## Begin Excerpted records

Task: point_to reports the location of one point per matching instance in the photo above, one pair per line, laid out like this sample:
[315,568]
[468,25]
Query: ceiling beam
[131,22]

## End Excerpted records

[Task brief] Please copy every line of the data above, rescaling each answer coordinate by 0.7 and rounding to the nearest whole number, halves up. Leave every other line and number unchanged.

[The reply]
Task: point_to reports the location of one point per matching instance in the photo above, one pair per line, laid out like this sample:
[315,568]
[468,25]
Query: ceiling beam
[92,15]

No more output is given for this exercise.